**Work order**.
Could every line below be transcribed exactly, with the pictures dropped?

BEGIN Records provided

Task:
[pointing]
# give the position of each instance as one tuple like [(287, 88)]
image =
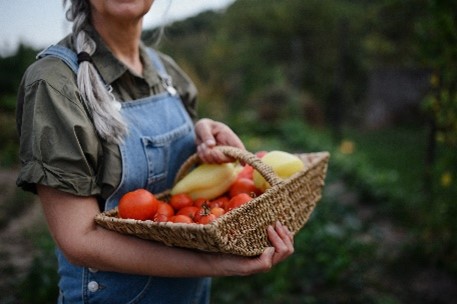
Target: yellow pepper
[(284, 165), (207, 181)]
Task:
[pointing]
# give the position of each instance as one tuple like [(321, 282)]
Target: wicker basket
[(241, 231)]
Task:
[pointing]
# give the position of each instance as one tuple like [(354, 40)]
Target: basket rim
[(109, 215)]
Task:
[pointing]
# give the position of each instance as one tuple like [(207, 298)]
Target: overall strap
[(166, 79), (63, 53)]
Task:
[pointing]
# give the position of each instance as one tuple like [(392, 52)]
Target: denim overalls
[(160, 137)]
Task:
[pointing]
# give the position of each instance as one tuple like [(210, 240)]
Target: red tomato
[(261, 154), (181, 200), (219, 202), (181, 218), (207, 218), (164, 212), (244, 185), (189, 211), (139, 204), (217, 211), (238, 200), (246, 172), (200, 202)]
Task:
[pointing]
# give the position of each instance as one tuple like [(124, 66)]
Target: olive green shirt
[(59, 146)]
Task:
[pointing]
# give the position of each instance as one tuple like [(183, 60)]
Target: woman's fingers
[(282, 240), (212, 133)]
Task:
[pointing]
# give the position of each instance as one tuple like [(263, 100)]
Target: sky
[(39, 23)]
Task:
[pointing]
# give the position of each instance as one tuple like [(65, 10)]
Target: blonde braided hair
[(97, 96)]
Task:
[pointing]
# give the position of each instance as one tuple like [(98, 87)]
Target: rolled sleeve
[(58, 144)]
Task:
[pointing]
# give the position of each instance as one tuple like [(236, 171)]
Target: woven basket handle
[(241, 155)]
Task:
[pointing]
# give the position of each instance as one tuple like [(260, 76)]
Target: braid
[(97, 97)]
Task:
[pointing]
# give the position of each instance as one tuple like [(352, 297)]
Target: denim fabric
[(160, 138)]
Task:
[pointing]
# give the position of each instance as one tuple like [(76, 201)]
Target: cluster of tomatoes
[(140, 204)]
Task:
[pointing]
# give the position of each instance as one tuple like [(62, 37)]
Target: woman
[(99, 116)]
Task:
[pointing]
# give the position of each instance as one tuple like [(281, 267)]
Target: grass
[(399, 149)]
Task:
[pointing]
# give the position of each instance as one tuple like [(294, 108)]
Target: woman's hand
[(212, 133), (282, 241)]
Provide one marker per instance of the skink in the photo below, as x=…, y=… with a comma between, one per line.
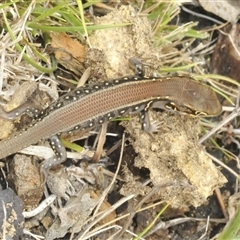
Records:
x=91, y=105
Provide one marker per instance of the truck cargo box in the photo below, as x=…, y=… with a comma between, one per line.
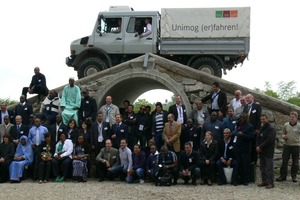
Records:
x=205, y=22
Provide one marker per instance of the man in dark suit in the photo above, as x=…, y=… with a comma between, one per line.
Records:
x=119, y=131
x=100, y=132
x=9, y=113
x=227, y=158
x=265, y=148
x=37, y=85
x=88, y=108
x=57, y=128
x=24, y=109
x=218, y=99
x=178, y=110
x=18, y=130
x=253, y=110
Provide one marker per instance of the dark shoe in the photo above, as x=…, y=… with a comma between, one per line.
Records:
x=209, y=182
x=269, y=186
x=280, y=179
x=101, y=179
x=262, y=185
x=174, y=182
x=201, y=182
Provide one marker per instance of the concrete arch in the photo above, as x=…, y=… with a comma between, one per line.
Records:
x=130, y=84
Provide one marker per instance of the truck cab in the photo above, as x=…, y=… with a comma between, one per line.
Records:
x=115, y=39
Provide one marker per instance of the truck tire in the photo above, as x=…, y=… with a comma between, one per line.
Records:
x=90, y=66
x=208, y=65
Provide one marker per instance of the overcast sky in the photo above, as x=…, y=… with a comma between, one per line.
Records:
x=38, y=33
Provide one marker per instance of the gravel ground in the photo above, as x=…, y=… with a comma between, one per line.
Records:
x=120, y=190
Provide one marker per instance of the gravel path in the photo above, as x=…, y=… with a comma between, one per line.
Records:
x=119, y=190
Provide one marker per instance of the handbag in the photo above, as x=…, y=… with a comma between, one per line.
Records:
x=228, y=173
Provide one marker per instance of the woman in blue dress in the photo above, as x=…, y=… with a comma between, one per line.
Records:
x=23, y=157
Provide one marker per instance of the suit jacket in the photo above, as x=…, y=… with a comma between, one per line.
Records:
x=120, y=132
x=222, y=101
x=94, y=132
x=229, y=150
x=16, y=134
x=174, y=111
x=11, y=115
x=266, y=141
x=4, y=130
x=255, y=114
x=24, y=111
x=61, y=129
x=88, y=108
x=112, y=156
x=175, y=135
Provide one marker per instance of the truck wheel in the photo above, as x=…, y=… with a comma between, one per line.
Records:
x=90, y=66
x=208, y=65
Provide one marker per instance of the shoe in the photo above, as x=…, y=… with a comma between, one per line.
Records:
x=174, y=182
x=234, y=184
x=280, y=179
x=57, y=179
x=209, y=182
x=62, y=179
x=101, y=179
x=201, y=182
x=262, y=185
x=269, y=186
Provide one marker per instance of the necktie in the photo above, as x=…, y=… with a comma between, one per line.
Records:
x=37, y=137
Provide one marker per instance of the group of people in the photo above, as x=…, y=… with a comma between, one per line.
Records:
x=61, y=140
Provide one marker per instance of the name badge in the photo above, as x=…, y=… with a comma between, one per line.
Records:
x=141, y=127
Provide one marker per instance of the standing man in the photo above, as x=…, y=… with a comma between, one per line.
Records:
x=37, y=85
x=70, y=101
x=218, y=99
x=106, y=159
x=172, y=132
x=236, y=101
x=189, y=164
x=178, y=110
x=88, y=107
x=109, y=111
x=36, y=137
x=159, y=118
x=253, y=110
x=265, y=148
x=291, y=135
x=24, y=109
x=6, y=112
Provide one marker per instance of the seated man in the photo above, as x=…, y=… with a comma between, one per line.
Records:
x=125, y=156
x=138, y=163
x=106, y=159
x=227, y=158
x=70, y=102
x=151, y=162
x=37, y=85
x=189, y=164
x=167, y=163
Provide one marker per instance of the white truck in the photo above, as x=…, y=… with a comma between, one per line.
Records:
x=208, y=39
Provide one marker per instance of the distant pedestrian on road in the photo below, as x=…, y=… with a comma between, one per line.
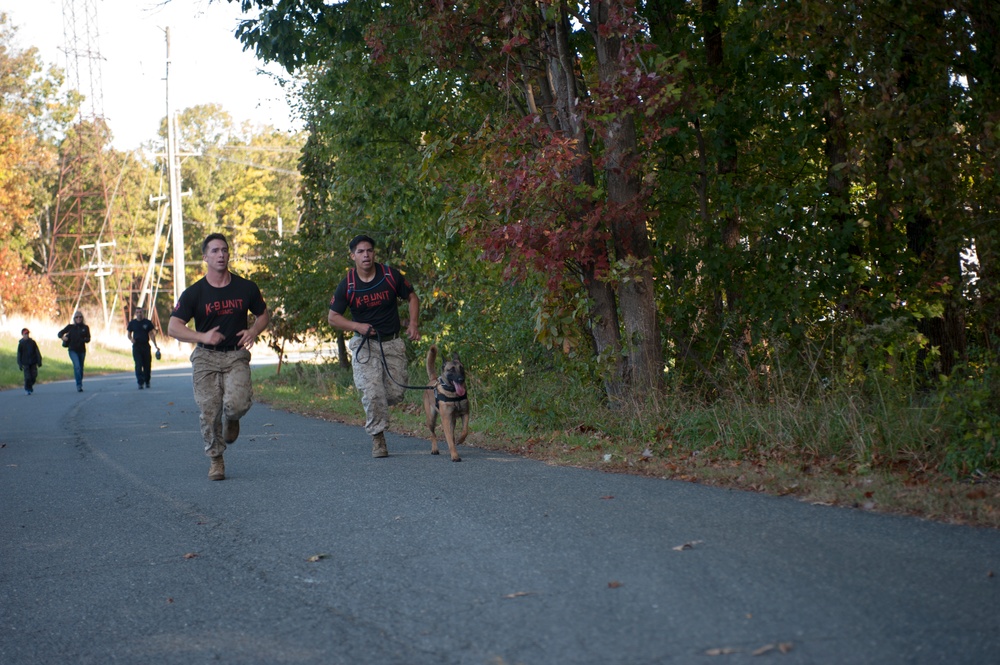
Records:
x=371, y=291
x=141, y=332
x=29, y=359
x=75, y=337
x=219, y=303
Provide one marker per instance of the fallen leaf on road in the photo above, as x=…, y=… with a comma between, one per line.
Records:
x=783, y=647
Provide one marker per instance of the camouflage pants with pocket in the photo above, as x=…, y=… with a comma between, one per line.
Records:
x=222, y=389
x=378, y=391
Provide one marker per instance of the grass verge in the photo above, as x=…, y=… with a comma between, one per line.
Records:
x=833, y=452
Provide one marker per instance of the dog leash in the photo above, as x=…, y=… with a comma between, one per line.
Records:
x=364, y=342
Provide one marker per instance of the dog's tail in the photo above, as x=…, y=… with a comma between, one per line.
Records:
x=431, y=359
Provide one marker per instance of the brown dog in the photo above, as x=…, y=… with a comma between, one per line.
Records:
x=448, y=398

END Records provided

**Result of this task**.
Task:
[pointing]
# give the position of each instance as one tuple like [(287, 88)]
image =
Target: yellow pepper
[(284, 165), (207, 181)]
Task:
[pointing]
# give the position of each instance as one tuple like [(321, 282)]
Target: wicker basket
[(241, 231)]
Task:
[pointing]
# give the position of each instance as one tuple like [(354, 40)]
Target: basket rim
[(109, 215)]
Task:
[pointing]
# give the position of each instance as one tuple like [(207, 298)]
Target: overall strap
[(166, 79), (63, 53)]
Task:
[pointing]
# give the position of each instance as one tuple like [(392, 52)]
Target: denim overalls
[(160, 137)]
Task:
[pointing]
# give the position of each instance as one tuple like [(210, 240)]
Target: red tomato
[(261, 154), (181, 200), (219, 202), (181, 218), (207, 218), (164, 212), (244, 185), (189, 211), (139, 204), (217, 211), (238, 200), (246, 172), (200, 202)]
Task:
[pointing]
# give the position of each instance as one tuple like [(124, 66)]
Target: olive green shirt
[(59, 146)]
Task:
[pointing]
# give the position of each instance as one tuple like [(183, 60)]
Target: woman's fingers
[(282, 240), (212, 133)]
Task:
[pointing]
# give the position of each instance as one tuple like [(263, 100)]
Target: sky
[(39, 23)]
Task:
[pointing]
# give the position of each instance as one tuple like [(65, 10)]
Target: blonde braided hair
[(97, 96)]
Task:
[pointing]
# give the position of each instance as one tuple like [(98, 87)]
Target: rolled sleeve
[(58, 144)]
Task:
[pointing]
# give the position of each instance as one tuple like [(236, 171)]
Target: woven basket handle
[(241, 155)]
Task:
[pointing]
# give the position of each instance as one tuple like [(260, 76)]
Target: braid
[(97, 97)]
Task:
[pointing]
# give the position of each instance as one tuple like [(352, 297)]
Target: denim fabric
[(160, 138)]
Task:
[pointing]
# give the position of each instance as one tuple like [(76, 201)]
Target: cluster of tomatoes
[(140, 204)]
Task:
[pointing]
# give the position of each instance as one tuple like [(62, 37)]
Target: woman
[(99, 116)]
Task:
[pointing]
# give the position of each instance as one tuple like [(281, 267)]
Target: grass
[(399, 149)]
Task:
[pointing]
# give the position of each instance as one tuple like [(294, 108)]
Target: woman's hand
[(212, 133), (282, 241)]
Provide one marker per instance of the skink in the photo below, as x=…, y=… with a comma between, one per line.
Records:
x=91, y=105
Provide one marker per instance of the truck cargo box in the photo below, as x=…, y=… with a comma between, one per line.
Records:
x=205, y=22
Provide one marker per instance of the man in dark suit in the photo above, as x=…, y=… with a comma between, one per line.
Records:
x=119, y=131
x=100, y=132
x=9, y=113
x=227, y=158
x=265, y=148
x=37, y=85
x=88, y=108
x=57, y=128
x=24, y=109
x=218, y=99
x=178, y=110
x=18, y=130
x=253, y=110
Provide one marker per instance of the dark shoe in the photo above, as x=…, y=… with a comma between, one per line.
Records:
x=209, y=182
x=269, y=186
x=280, y=179
x=101, y=179
x=262, y=185
x=174, y=182
x=201, y=182
Provide one marker per instance of the concrete arch in the photo above, as x=…, y=… with a comma between, one per line.
Records:
x=130, y=84
Provide one marker per instance of the truck cab in the photo above, as x=…, y=… with a comma between, one per line.
Records:
x=115, y=39
Provide one marker per instance of the truck tire in the photo above, as x=…, y=… with a comma between, one per line.
Records:
x=90, y=66
x=208, y=65
Provide one marker per instance of the overcast sky in the photo above, as x=…, y=… with a comma between, one per line.
Records:
x=38, y=33
Provide one marker per instance of the gravel ground in the photo above, as x=…, y=… with a comma between, one per line.
Records:
x=120, y=190
Provide one marker per instance of the gravel path in the photo above, as x=…, y=… with a comma between, one per line.
Records:
x=119, y=190
Provide one marker per instance of the handbag in the photo above, as x=…, y=… with a comma between, one per line.
Records:
x=228, y=173
Provide one marker per instance of the woman in blue dress in the photo above, as x=…, y=… with a comma between, one per line.
Records:
x=23, y=157
Provide one marker per instance of the suit jacket in the photo above, as x=…, y=… with a comma between, one per line.
Records:
x=120, y=132
x=222, y=101
x=94, y=132
x=229, y=150
x=16, y=134
x=174, y=111
x=11, y=115
x=266, y=141
x=4, y=130
x=255, y=114
x=24, y=111
x=61, y=129
x=88, y=108
x=112, y=156
x=175, y=135
Provide one marker per instance of the truck wheel in the photo above, as x=…, y=… with a comma between, one per line.
Records:
x=90, y=66
x=208, y=65
Provide one marker per instance of the shoe in the photo above, as x=…, y=… with a comma between, one per line.
Records:
x=174, y=182
x=234, y=184
x=280, y=179
x=57, y=179
x=209, y=182
x=62, y=179
x=101, y=179
x=201, y=182
x=262, y=185
x=269, y=186
Provide one marker per instance of the necktie in the photo above, as x=…, y=… with a comma between, one per line.
Records:
x=37, y=137
Provide one marker per instance of the group of people in the photo above, as x=…, y=… with a comma between, one per line.
Records:
x=61, y=140
Provide one marker per instance of the name badge in the photo above, as x=…, y=… with a comma between, one per line.
Records:
x=141, y=127
Provide one marker per instance of the standing man in the photo above, as x=…, y=… with a comma between, one per line.
Records:
x=37, y=85
x=70, y=101
x=218, y=99
x=106, y=159
x=172, y=132
x=236, y=101
x=189, y=164
x=178, y=110
x=88, y=107
x=109, y=111
x=36, y=137
x=159, y=118
x=253, y=110
x=265, y=148
x=291, y=135
x=24, y=109
x=6, y=112
Provide one marker per instance of the seated man in the photo above, as x=…, y=… with a comma between, one per line.
Records:
x=125, y=156
x=138, y=163
x=106, y=159
x=227, y=158
x=70, y=102
x=151, y=162
x=37, y=85
x=189, y=164
x=167, y=163
Provide one marker per instance of the white truck in the photo above, as x=…, y=… with a comma between, one per line.
Records:
x=208, y=39
Provide one marker per instance of the distant pedestrian on road in the photo below, as x=…, y=… with a comma between, one per line.
Records:
x=371, y=291
x=141, y=332
x=29, y=359
x=75, y=337
x=219, y=303
Provide one marker per instance of the fallen leaf on road in the photo above, as x=…, y=… with a comma between, one per line.
Records:
x=783, y=647
Provide one marker per instance of the camouflage pants with pocket in the photo above, as x=…, y=… with a comma between, one per line.
Records:
x=222, y=389
x=378, y=391
Provide one marker per instance of the grass verge in the photo above, as x=…, y=… with a comma between, one per line.
Records:
x=833, y=452
Provide one marker per instance of the dog leash in the photo above, as x=…, y=… with a comma between, one per line.
Records:
x=364, y=342
Provide one marker per instance of the dog's tail in the photo above, as x=…, y=… with a comma between, one per line.
Records:
x=431, y=359
Provide one marker per instance of the brown dog in the photo above, as x=…, y=… with a comma between, one per line.
Records:
x=448, y=398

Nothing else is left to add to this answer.